-- THE PROBLEM --
In the remembrance post below, which friend came to the hospital after hearing the news?

-- SELECTED PASSAGE --
What he didn’t say…..

What he didn’t say….

Twenty two years ago today I stood in the hallway at Baptist Hospital in Nashville, Tennessee, in great sorrow.  Earlier in the afternoon Leann and I were informed at a three-times-weekly ultrasound that our daughter, Gretchen, had died before she was born.  Her twin sister, Lindsay, would be delivered by C-Section and had a tentative start at life, but celebrated her 22nd birthday today as a recent college graduate – healthy, beautiful, ready to make her own mark in the world.

My friend, Joe Walker, showed up after he heard the news.  I remember we stood there in silence.  I remember thinking how I could not imagine being him right now…what could I possibly say to somebody in this dark and sorrowful reality?  He said nothing.  He did just what he was supposed to do.  He was there – present with me at a time when that is really what I needed more than anything.  Just somebody to be present.  So I post this poem I wrote about ten years later remembering that very hard day.

The premise set forth in the title comes from the notion of the famous person that is proclaimed to have done something important some place(IE: “Washington slept here.”)

God Wept Here

If God wept everywhere they say he did,
he would be a God of a river of tears.

I stood in silence
waiting on my bride
but not with a crowd,
not to walk down the aisle,
not to stand beside her
making promises
that would carry us through the years.

A light blue hospital hall,
a wall painted with hope
where sometimes there is none,
and a man,
my friend,
just an ordinary Joe
with his head bowed
and no words to say,
a good thing because
God cannot speak
at a time like this;
God can only weep.

The nurse calls me in,
my double pregnant wife
flat backed down,
the bridal gown traded
for a blue paper tent
draped from her chin
and poled pup-tent like
before her knees,
as if we need to
what is going on behind that wall
to be frightened
by this scene from our wonderful life.

-- GIVEN DATA --
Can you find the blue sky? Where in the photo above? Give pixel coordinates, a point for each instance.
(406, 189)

-- ANSWER TO THIS PROBLEM --
Joe Walker